BEGIN Dataset extract

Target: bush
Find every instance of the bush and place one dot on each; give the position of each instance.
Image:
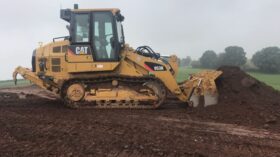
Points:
(268, 60)
(196, 64)
(233, 56)
(209, 59)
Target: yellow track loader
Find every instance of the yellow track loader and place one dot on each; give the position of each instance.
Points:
(94, 67)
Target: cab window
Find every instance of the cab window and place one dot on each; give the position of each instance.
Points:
(81, 33)
(103, 36)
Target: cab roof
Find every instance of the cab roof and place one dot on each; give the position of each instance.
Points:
(113, 10)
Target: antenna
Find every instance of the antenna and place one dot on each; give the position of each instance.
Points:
(76, 6)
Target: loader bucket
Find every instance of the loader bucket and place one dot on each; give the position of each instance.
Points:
(202, 84)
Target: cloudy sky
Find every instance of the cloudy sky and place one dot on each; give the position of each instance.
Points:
(181, 27)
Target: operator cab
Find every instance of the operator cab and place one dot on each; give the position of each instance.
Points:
(98, 32)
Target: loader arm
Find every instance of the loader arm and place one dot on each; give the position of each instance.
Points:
(31, 76)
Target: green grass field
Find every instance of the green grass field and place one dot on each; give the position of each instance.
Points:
(270, 79)
(10, 83)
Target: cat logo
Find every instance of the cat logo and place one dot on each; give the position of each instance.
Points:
(83, 50)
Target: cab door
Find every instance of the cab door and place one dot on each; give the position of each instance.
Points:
(104, 37)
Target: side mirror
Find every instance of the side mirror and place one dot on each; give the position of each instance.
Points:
(112, 42)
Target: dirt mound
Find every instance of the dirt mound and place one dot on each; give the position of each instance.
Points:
(243, 100)
(235, 86)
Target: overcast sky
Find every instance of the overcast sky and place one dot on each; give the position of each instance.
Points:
(181, 27)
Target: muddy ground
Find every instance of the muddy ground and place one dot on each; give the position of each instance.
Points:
(34, 123)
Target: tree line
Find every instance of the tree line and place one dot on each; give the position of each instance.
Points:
(266, 60)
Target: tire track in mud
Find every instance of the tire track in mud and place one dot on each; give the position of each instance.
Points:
(240, 140)
(221, 128)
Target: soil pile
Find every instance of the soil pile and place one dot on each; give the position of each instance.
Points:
(243, 100)
(235, 86)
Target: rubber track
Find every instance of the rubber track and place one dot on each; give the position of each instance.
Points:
(116, 104)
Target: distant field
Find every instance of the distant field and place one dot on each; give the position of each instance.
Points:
(270, 79)
(10, 83)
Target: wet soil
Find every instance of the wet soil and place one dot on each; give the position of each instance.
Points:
(244, 123)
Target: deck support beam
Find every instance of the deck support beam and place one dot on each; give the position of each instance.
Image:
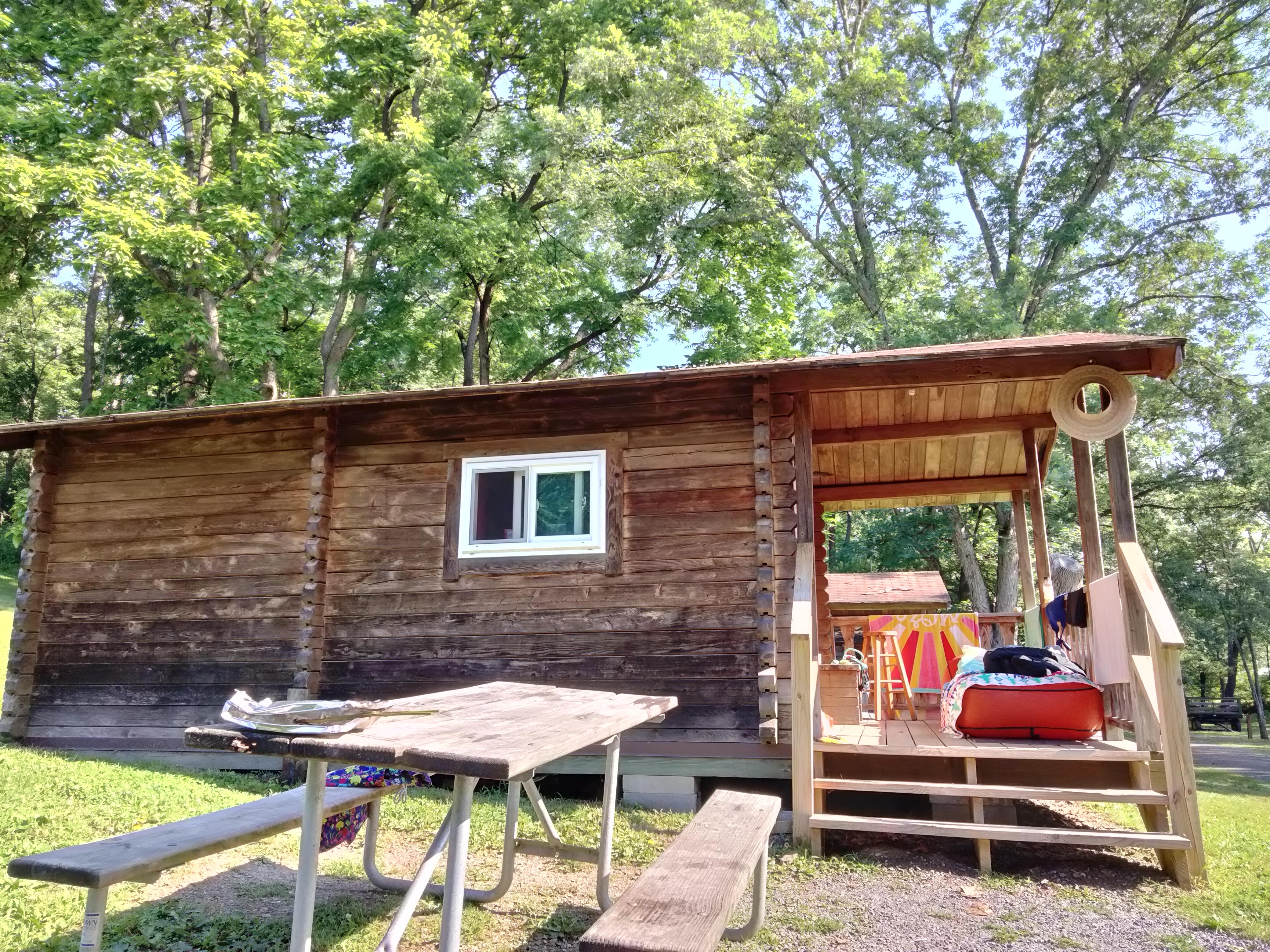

END Dataset extract

To do:
Leaving every picture out, output the data exactly as it stands.

Task solution:
Target: bush
Find every instance of the bush and place one dot on each; give the position of each instance.
Image:
Points:
(268, 60)
(196, 64)
(233, 56)
(209, 59)
Target: yellow track loader
Find every instance of the yellow track loader and place one dot on each; give the position of each instance.
Points:
(94, 67)
Target: cab window
Find every instance of the cab window and place one dot on each; give the position of each instance.
Points:
(81, 33)
(103, 36)
Target: cab roof
Find every instance of the cab roof and place one dot on each; give the position of each instance.
Points:
(113, 10)
Target: antenna
Find every instance of the antenna and place one dot on each; give the position of each instance.
Points:
(76, 6)
Target: loader bucket
Find every instance of the loader bucket and place one dot on each; give the position of each instance.
Points:
(202, 84)
Target: cloudy sky
Find every instance of the cloudy sky and place one dot on each; give the position of each instance.
Points:
(181, 27)
Target: operator cab
Find every instance of the operator cab and place one dot on each; give the position of each instance.
Points:
(98, 32)
Target: loader arm
Find every instance of the loader arm and place one dot on each; give the position of each instance.
Points:
(31, 76)
Target: green grass field
Find every instance of the green grass field and place one dot on each; give the position of each instance.
Points:
(270, 79)
(10, 83)
Target: cat logo
Find every instance of the cat logo and place one dot on each; give the position of each instance.
Points:
(83, 50)
Target: cab door
Find every instance of the cab door and place one dot on each; give the position of each instance.
Points:
(104, 37)
Target: side mirror
Find every instance of the side mirror and place one dot on each; give the position of each instance.
Points:
(112, 42)
Target: dirt mound
Find every instance of the dirt mound and place one dot on each; give the position of each instance.
Points:
(243, 100)
(235, 86)
Target: overcast sky
Find every instance of the overcast sky and place one dot on each; give the position of each instance.
Points:
(181, 27)
Target: muddy ground
Find every instance of the muddy ground and place one dot on each; give the position of each instance.
Points:
(34, 123)
Target: tree line
Find every instance of the tree line and place one dot on each; give the position of each instance.
Points:
(266, 60)
Target: tire track in mud
Find every instance of the tire track in mud and place one dot on each; give the position of each instance.
Points:
(240, 140)
(221, 128)
Target: soil pile
Find every instance of the soil pile and place one dot on each; give the position of each instance.
Points:
(243, 100)
(235, 86)
Target: rubber track
Find every instance of the rubber track and place one dot on each; give the position of each instance.
Points:
(116, 104)
Target: distant field
Find every instance of the distant field and place one dot on each; give the position of each instance.
Points:
(270, 79)
(10, 83)
Target: wet soil
Find every instance of the wet soil and place one dot on each; give the position of each instance.
Points:
(244, 123)
Target: deck support beam
Find every instance of the deck support beam and place one dot on each; give the position of each instance.
Image:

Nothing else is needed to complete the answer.